Swap "rein" for "bridle" in the lines from the first one through the line with "61 66 L 59 63", both included. Give those lines back otherwise unchanged, and leave out the pictures.
--- START OF GIVEN RECORDS ---
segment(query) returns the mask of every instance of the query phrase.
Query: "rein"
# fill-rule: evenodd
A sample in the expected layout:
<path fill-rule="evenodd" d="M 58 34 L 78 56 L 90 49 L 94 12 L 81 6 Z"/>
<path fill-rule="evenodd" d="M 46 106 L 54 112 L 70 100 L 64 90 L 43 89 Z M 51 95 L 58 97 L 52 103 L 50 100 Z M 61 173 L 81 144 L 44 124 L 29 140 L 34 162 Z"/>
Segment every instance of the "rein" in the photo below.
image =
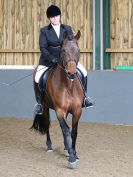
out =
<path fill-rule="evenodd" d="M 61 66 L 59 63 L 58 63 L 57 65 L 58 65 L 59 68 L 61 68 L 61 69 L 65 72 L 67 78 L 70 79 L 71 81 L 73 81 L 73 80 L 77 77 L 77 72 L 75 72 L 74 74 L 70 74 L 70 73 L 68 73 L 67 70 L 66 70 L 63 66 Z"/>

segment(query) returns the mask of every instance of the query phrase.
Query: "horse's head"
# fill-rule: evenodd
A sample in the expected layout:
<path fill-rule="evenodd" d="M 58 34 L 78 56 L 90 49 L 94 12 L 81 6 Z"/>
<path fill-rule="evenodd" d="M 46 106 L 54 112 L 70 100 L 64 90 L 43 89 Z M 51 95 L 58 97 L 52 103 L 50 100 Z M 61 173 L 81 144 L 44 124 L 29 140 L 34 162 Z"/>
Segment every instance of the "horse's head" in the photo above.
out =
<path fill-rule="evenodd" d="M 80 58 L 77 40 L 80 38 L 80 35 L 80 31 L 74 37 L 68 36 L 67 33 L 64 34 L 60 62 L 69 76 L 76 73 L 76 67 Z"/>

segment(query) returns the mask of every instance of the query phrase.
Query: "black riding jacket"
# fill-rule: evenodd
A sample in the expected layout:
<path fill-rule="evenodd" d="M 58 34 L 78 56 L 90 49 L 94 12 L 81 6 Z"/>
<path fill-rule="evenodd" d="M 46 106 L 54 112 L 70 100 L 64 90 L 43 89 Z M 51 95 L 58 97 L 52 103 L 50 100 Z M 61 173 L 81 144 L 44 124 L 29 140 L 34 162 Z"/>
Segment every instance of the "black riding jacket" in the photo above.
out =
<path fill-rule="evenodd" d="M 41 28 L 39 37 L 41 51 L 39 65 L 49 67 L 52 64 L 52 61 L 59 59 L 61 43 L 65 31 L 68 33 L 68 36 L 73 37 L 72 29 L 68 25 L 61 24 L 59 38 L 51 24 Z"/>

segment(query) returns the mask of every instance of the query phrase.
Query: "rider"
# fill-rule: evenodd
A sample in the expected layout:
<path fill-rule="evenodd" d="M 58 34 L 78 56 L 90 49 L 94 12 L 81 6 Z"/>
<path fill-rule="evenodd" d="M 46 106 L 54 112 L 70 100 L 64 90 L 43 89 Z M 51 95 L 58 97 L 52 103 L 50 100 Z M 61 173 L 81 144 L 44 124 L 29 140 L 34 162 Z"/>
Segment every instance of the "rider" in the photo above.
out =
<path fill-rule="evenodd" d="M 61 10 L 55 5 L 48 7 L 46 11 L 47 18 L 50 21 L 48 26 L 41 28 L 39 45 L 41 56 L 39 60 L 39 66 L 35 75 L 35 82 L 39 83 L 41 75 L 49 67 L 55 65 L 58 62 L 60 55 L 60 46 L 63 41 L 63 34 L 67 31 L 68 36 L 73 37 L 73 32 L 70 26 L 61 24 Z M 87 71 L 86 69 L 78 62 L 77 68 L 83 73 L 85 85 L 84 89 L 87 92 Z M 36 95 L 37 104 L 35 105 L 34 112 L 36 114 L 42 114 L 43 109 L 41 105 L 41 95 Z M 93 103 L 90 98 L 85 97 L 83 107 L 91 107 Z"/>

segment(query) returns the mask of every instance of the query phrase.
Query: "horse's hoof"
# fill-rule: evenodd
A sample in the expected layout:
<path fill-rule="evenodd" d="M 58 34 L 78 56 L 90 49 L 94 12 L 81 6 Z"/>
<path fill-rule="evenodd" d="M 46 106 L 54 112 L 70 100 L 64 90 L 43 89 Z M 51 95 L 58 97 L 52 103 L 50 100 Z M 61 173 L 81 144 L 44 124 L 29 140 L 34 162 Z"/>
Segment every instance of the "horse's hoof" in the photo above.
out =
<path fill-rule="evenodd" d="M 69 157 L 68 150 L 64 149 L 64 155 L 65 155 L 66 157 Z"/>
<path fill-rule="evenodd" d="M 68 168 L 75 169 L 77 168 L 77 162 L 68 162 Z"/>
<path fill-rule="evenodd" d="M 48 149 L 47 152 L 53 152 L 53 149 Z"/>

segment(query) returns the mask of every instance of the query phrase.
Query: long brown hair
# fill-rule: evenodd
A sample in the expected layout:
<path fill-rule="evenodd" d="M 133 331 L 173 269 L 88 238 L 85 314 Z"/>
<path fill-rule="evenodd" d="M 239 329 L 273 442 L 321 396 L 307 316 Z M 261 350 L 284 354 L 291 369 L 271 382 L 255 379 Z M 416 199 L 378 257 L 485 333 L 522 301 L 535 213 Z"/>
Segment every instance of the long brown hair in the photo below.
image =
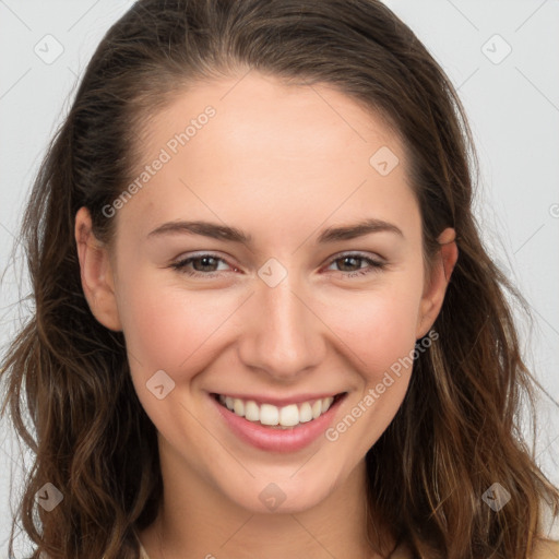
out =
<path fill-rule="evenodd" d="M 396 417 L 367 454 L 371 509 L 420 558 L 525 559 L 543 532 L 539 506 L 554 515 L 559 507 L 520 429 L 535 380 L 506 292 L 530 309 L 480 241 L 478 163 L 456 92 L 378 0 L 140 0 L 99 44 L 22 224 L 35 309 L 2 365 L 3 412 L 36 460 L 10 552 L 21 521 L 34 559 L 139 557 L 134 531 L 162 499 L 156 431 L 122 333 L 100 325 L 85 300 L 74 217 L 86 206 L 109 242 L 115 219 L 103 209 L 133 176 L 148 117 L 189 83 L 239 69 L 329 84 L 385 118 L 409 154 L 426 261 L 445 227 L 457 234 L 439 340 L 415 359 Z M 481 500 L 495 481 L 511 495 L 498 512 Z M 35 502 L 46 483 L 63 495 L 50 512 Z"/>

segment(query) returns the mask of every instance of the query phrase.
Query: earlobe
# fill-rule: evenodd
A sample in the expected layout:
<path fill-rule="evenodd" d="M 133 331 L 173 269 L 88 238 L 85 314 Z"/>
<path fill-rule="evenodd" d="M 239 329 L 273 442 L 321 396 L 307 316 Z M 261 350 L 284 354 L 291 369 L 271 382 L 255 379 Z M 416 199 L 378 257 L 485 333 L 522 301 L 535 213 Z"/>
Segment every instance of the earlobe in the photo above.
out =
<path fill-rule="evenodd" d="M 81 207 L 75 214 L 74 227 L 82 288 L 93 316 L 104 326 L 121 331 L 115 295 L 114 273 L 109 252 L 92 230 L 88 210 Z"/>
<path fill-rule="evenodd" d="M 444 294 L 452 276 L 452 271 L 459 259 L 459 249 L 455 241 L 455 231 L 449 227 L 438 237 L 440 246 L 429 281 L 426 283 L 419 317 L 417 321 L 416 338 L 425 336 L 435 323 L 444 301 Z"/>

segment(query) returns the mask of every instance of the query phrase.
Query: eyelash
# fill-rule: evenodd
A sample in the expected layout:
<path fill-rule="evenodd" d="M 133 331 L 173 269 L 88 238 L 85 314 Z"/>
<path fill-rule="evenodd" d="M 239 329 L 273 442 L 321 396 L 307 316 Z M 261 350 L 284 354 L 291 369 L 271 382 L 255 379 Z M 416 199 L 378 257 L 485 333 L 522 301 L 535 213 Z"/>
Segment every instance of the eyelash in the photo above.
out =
--- END OF GIVEN RECORDS ---
SOLUTION:
segment(query) returns the mask of every instance of the query phrase.
Query: "bridle"
# fill-rule: evenodd
A sample in the expected layout:
<path fill-rule="evenodd" d="M 58 34 L 78 56 L 90 49 L 94 12 L 81 6 Z"/>
<path fill-rule="evenodd" d="M 46 106 L 54 112 L 70 100 L 64 90 L 43 89 Z M 51 95 L 58 97 L 52 103 L 50 100 Z M 61 173 L 81 144 L 44 124 L 29 140 L 34 162 Z"/>
Segment every instance of the "bridle" in the photo below.
image =
out =
<path fill-rule="evenodd" d="M 61 66 L 59 63 L 58 63 L 57 65 L 58 65 L 59 68 L 61 68 L 61 69 L 65 72 L 67 78 L 70 79 L 71 81 L 73 81 L 73 80 L 77 77 L 77 72 L 75 72 L 74 74 L 70 74 L 70 73 L 68 73 L 67 70 L 66 70 L 63 66 Z"/>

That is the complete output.